Return the entries below in full. Keep every word as it is.

[Dataset entries]
Content starts

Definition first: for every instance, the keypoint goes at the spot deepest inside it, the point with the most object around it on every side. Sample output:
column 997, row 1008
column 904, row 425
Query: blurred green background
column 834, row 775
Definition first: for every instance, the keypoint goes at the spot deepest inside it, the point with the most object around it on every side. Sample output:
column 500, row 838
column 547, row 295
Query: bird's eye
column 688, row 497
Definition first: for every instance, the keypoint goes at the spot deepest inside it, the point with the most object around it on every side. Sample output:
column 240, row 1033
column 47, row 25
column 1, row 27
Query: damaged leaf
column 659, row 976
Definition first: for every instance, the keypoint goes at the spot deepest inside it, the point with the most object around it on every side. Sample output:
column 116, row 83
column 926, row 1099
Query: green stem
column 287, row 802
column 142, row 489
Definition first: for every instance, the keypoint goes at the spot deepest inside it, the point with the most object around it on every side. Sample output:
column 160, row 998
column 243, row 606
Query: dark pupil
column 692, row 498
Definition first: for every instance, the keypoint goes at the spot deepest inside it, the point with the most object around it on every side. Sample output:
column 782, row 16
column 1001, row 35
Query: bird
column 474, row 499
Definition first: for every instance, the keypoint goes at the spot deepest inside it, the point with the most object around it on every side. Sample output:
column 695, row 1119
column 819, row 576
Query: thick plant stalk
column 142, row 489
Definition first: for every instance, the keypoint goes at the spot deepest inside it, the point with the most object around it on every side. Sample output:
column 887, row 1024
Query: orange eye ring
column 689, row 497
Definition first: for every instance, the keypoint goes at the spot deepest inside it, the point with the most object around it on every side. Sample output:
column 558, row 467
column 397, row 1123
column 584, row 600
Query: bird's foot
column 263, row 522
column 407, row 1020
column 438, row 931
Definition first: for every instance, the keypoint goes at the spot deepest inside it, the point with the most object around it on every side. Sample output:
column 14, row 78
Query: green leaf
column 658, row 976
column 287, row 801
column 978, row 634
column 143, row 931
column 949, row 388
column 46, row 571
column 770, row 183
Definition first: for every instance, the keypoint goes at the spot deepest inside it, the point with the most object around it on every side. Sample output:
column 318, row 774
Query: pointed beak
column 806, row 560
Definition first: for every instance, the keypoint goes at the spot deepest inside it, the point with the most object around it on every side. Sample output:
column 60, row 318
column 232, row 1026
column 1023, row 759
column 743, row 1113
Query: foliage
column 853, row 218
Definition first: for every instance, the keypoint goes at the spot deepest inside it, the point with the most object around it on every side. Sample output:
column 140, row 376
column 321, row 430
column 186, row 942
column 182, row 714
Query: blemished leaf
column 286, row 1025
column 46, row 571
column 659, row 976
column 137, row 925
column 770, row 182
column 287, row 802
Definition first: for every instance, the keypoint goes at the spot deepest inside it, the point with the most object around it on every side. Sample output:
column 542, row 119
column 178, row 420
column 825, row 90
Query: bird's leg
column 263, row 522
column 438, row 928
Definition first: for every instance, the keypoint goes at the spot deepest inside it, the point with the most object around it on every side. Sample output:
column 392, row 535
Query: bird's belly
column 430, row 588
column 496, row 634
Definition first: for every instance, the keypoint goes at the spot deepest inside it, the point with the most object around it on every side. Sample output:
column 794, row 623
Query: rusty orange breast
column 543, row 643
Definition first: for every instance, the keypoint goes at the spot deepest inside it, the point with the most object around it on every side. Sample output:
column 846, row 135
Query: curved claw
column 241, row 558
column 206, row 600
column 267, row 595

Content ends

### WRITTEN ANSWER
Definition first: for every instance, the keypoint goes at the spot deepest inside it, the point with the most object around it on every side. Sample output:
column 997, row 1008
column 904, row 425
Query: blurred green background
column 834, row 775
Definition first: for every instance, the keypoint goes at the spot deepest inside it, the point with the most object around it on every side. Sample output:
column 500, row 838
column 547, row 295
Query: bird's eye
column 688, row 497
Definition first: for every instance, the keypoint goes at the spot deepest inside it, the point with the most object around it on every side. Sample output:
column 240, row 1033
column 47, row 25
column 1, row 27
Query: damaged leaf
column 659, row 976
Definition first: for every instance, the keypoint goes at the spot deepest inside it, the point with the most object around it on every side. Sample output:
column 116, row 83
column 926, row 1099
Query: green stem
column 287, row 802
column 142, row 489
Definition first: for every instance, the keypoint goes at the spot deepest inside it, the point with the most object around it on every side. Sample output:
column 160, row 998
column 243, row 606
Query: dark pupil
column 692, row 498
Definition first: for every instance, the keypoint goes at the spot deepest inside it, the point with the most object around it on every side. Sample output:
column 782, row 16
column 1001, row 35
Query: bird
column 474, row 499
Definition first: for every instance, the keypoint goes at the spot deepest inside it, the point with the most object around it on every side. Sample output:
column 695, row 1119
column 819, row 576
Query: thick plant stalk
column 142, row 489
Definition first: for every instance, the keypoint goes at the spot deepest inside it, the point with the most object around it on every side. Sample output:
column 887, row 1024
Query: orange eye ring
column 689, row 497
Definition first: for every instance, the keypoint goes at the spot deepest inside it, the point with the most object around it on every side. Sample output:
column 558, row 467
column 397, row 1123
column 584, row 600
Query: bird's foot
column 263, row 522
column 407, row 1020
column 438, row 931
Definition first: for every instance, the keypoint goes at the spot deepest inside it, the point with the most object around it on every side. Sample output:
column 14, row 78
Query: green leaf
column 658, row 976
column 287, row 801
column 978, row 634
column 143, row 931
column 949, row 388
column 46, row 571
column 770, row 183
Definition first: for every instance, the keypoint goes at the spot deepest inside it, the point with the most object around it on every side. Sample output:
column 318, row 774
Query: pointed beak
column 806, row 560
Definition first: for every instance, the keypoint goes at the spot deepest inside it, the point with the most object around it on every side. Sample output:
column 60, row 318
column 232, row 1026
column 1023, row 759
column 743, row 1113
Query: foliage
column 853, row 218
Definition first: for every instance, the keypoint goes at the spot deepest inside it, the point with the most object around it on every side. Sample output:
column 140, row 376
column 321, row 430
column 186, row 942
column 182, row 714
Query: blemished leaf
column 286, row 1025
column 46, row 571
column 659, row 976
column 137, row 925
column 770, row 182
column 287, row 802
Definition first: for every instance, the keypoint goes at the spot deepest inside it, the point with the most object around it on every side. Sample output:
column 542, row 119
column 178, row 420
column 825, row 90
Query: bird's leg
column 263, row 522
column 438, row 928
Definition first: for every instance, the keypoint goes at the spot deepest inside it, the point with the most object around it on every side. Sample output:
column 392, row 535
Query: bird's belly
column 430, row 588
column 496, row 634
Definition first: for every instance, the keypoint goes at the spot deepest inside it, the point with the most object around it on every side. Sample output:
column 794, row 623
Query: rusty orange breast
column 543, row 643
Definition first: for every instance, the keypoint goes at the spot deepest inside it, the point with the most object around it on every side. Sample output:
column 846, row 135
Query: curved claw
column 241, row 558
column 206, row 600
column 267, row 595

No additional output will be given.